INSTRUCTIONS TO FOLLOW> Every entry needs to be printed exactly, please.
::: ENTRIES SHOWN :::
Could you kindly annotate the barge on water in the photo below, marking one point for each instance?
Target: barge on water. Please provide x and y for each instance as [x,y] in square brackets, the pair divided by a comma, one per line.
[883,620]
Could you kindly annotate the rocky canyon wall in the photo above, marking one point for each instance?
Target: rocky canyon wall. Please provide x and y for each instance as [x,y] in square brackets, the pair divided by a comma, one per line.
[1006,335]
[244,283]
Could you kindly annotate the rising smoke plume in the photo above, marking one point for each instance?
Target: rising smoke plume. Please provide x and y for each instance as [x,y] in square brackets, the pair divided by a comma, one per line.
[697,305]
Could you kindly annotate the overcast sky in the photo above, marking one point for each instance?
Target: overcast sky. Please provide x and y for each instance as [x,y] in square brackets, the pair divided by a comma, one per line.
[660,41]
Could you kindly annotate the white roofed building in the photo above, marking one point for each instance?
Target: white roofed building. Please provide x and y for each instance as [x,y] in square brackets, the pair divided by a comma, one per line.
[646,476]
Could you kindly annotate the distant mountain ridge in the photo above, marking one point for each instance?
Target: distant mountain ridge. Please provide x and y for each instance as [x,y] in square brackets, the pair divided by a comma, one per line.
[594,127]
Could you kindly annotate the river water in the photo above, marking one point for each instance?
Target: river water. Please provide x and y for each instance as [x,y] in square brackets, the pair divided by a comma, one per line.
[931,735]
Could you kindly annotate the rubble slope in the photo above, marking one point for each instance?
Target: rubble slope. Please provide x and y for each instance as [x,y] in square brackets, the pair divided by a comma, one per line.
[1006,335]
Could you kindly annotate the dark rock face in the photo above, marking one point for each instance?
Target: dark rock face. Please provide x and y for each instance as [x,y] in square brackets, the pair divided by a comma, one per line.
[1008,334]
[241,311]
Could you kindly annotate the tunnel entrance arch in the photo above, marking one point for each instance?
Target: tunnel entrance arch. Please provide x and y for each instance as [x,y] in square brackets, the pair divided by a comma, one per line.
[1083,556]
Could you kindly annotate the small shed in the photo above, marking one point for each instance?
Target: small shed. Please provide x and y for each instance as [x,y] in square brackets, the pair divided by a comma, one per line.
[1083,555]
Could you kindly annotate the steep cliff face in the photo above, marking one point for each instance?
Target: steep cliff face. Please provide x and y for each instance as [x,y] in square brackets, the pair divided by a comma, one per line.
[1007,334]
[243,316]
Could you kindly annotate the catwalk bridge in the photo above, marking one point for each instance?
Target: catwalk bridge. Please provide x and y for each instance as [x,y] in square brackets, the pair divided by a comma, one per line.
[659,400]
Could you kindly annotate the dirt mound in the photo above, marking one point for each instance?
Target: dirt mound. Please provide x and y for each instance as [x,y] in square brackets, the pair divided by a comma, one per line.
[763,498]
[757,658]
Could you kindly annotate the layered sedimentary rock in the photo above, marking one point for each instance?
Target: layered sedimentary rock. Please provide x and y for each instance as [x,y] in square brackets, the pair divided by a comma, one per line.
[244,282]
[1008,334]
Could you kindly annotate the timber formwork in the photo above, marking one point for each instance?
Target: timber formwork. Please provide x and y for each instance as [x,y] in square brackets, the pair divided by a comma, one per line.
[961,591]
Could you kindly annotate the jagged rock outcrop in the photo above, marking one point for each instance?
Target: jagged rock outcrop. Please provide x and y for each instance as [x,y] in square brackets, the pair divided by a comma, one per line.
:::
REPLY TO THE TASK>
Could you kindly annotate the barge on water in the photo below, marking one point for each instance?
Target: barge on water. Please provide x and y for each instance as [x,y] in square brackets, the pair divided by a comma, one per line.
[883,620]
Could you kindly annotate the rocky canyon wall in the photo above, marking one point for each instance?
Target: rocky canyon wall. Please provide x and y for each instance as [x,y] in square brackets, the pair divided by a comma, one per line.
[1006,335]
[244,283]
Could you kindly annotate the rising smoke plume in the photo above, marking one point for each instance?
Target: rising smoke plume. Please provide x and y for each instance as [x,y] in square brackets, the pair divided by a comma, one per line.
[697,305]
Could you kindly annotate the overcast sky in the photo above, marking one point for each instance?
Target: overcast sky. Please provide x and y for each instance as [x,y] in square brackets, the pair divided by a comma, one per line.
[660,41]
Could you kindly annotate the white roofed building in the photo above, marking one point for each instance?
Target: white roofed building. Please provide x and y for each instance as [x,y] in square brackets, the pair divided by a comma, one per line.
[646,476]
Could you kindly annotate the distant mountain ridge in the photo above, marking one point for each instance?
Target: distant mountain ridge. Please provide x and y for each instance as [x,y] in square brackets, the pair divided by a comma, one per line.
[594,127]
Could you kindly annotate the river water in the photo above, marking one point for each instance?
Target: river water. Please provide x and y for each instance as [x,y] in square brackets, the pair divided by a comma, one per line.
[931,735]
Could you kindly annotate the rubble slope in the photo above, marking one point for each instance?
Target: rubble slope. Please provide x and y for each instance as [x,y] in square brackets, the pair divided by a comma, one per line.
[1006,335]
Could you kindly annotate the dark rock face in the photo above, marking one point for each instance?
Target: dark rock face. Please provide x and y for each instance as [x,y] in square brackets, the pair divided by a comma, one per line.
[1008,334]
[241,311]
Could you kindly annotate the tunnel entrance arch in the photo above, marking one point for each instance?
Target: tunnel entrance arch. Please provide x and y for each instance as [x,y] in square brackets, the pair divided by a comma, one per line.
[1083,556]
Could you kindly annotate the small shed in the photo above, marking one point for each instance?
Target: small shed. Please provide x and y for each instance as [x,y] in square brackets, the pair divided by a comma, one per line.
[1083,555]
Could you kindly annotate the steep cliff face in the photo above, marking one point for each instance?
Target: steep cliff face. Please provide x and y for each instance as [x,y] in square brackets, the pair divided by a comma, one per line.
[1007,334]
[243,316]
Could you kindly annotate the catwalk bridge in the photo above, marking one point for each instance?
Target: catwalk bridge. Please provide x and y for each instance as [x,y] in square brackets, the pair divided by a comma, one per line.
[659,400]
Could you kindly annotate the dirt mound in the photo above, marking one point for each instance?
Target: dirt mound. Please provide x and y for each instance as [x,y] in square brackets, the pair divided by a comma, one per line.
[763,498]
[757,658]
Could you kindly annotate the layered sedimentary rock in the photo above, marking one point for each instance?
Target: layered sedimentary rock. Please provide x and y for each instance as [x,y] in square brackets, the pair divided by a comma, one per line.
[244,282]
[1008,334]
Could you kindly annotate the timber formwork in the photo above, marking one point for each instance?
Target: timber formwork. Please provide x and y for each instance as [x,y] in square brackets, the pair divided by a comma, one per line.
[961,591]
Could you kindly annotate the jagged rock outcrop in the photo above, marking one point for each instance?
Target: jagged rock outcrop. Please provide x and y for each instance as [x,y] in square brackets, the pair divided by a comma, one per line.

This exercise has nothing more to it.